(Recorded data begins)

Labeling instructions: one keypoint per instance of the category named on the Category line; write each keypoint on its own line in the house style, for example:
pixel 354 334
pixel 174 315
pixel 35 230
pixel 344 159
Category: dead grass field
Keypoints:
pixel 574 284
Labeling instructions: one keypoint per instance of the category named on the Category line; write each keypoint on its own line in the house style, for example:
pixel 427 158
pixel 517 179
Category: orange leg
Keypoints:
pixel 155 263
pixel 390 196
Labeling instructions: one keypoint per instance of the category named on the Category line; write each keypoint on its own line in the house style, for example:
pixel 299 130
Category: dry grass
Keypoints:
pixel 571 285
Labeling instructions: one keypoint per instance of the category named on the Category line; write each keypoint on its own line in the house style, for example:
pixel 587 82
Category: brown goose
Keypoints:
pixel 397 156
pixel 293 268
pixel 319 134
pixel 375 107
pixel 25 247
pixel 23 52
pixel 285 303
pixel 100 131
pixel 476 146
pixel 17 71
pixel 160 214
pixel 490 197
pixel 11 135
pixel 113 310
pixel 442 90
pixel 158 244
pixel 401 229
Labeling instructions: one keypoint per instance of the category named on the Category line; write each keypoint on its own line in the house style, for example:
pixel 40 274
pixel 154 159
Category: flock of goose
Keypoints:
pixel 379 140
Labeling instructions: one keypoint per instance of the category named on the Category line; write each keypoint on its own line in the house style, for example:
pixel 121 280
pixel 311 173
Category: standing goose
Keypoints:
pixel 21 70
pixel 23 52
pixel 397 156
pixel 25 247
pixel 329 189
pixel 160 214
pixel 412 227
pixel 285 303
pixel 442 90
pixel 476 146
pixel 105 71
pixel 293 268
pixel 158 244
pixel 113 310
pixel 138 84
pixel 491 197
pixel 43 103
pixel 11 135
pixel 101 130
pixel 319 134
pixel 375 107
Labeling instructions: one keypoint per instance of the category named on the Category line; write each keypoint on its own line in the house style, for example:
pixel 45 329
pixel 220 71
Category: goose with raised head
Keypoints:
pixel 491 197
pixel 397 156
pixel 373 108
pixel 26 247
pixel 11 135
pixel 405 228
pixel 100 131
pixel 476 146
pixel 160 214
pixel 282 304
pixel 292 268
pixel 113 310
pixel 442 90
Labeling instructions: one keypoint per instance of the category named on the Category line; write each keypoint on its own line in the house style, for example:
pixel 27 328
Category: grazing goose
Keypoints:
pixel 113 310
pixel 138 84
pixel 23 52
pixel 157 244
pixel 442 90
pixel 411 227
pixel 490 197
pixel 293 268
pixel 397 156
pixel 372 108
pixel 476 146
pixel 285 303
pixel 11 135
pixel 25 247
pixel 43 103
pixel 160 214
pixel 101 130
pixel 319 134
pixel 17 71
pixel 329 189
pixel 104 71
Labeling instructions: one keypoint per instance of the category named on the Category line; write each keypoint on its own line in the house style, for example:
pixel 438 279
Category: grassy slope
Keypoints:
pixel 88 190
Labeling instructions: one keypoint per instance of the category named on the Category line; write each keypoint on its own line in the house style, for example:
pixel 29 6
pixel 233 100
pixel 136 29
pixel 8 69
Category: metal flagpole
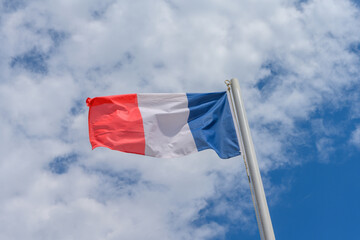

(Recorded data ends)

Would you write each entry out again exactly, omitting the images?

Labeling instructions: one keypoint per instance of the category named on the Category line; write each keypoint on its own line in the house style, for example:
pixel 354 334
pixel 174 315
pixel 35 230
pixel 344 159
Category: dead grass field
Keypoints:
pixel 574 284
Labeling instructions: one keypoint per instance of the category named on the Category line; write each keypoint on its own line in the house style, for example:
pixel 427 158
pixel 517 179
Category: orange leg
Keypoints:
pixel 155 263
pixel 390 196
Labeling instructions: one keypoint per instance of the category named on the Category line; write each keypoint on its own line in the house style, for example:
pixel 299 130
Category: dry grass
Keypoints:
pixel 571 285
Labeling instructions: one keypoint per instance of the category named on the Category line; write each keypoint on its own line in the house style, for example:
pixel 587 82
Category: brown goose
Keypoints:
pixel 397 156
pixel 293 268
pixel 319 134
pixel 375 107
pixel 25 247
pixel 23 52
pixel 285 303
pixel 100 131
pixel 476 146
pixel 17 71
pixel 160 214
pixel 490 197
pixel 11 135
pixel 113 310
pixel 442 90
pixel 158 244
pixel 401 229
Labeling instructions: one keypoint per instance of the category named on the Category line; write each keypoint on its own line in the house style, for example:
pixel 40 274
pixel 154 159
Category: flock of goose
Keypoints:
pixel 379 140
Labeling instructions: one keypoint per instance of the category named on the Category line; write each keypoint on its own line in the house style, for example:
pixel 121 280
pixel 311 173
Category: standing goose
Keypoints:
pixel 21 70
pixel 23 52
pixel 397 156
pixel 25 247
pixel 329 189
pixel 160 214
pixel 412 227
pixel 285 303
pixel 442 90
pixel 476 146
pixel 105 71
pixel 293 268
pixel 158 244
pixel 113 310
pixel 138 84
pixel 491 197
pixel 43 103
pixel 11 135
pixel 101 130
pixel 319 134
pixel 375 107
Labeling instructions: one keypoint per instance of the category named on the Category line; write each keypoint on its own line in the house style, for example:
pixel 45 329
pixel 220 71
Category: goose with raised head
Keypoints:
pixel 491 197
pixel 397 156
pixel 373 108
pixel 26 247
pixel 11 135
pixel 405 228
pixel 100 131
pixel 476 146
pixel 160 214
pixel 282 304
pixel 292 268
pixel 113 310
pixel 442 90
Labeling instructions: one keypoint per instance of the category named on the Category line; write each keypoint on its own line in the house style, for example:
pixel 27 328
Category: grazing goose
Keypoints:
pixel 113 310
pixel 138 84
pixel 23 52
pixel 157 244
pixel 442 90
pixel 411 227
pixel 490 197
pixel 293 268
pixel 397 156
pixel 372 108
pixel 476 146
pixel 285 303
pixel 11 135
pixel 25 247
pixel 43 103
pixel 160 214
pixel 101 130
pixel 319 134
pixel 17 71
pixel 329 189
pixel 104 71
Labeling instructions: one keypoint per instance of the category named on the Category line; write each keypoint on its own line in the house style, for example:
pixel 438 279
Category: grassy slope
Keypoints:
pixel 88 190
Labeling instructions: one keypoint per instance of the category named on the Category line; write each keypoint on its own line in the house style, for example:
pixel 29 6
pixel 233 100
pixel 136 29
pixel 8 69
Category: metal flagpole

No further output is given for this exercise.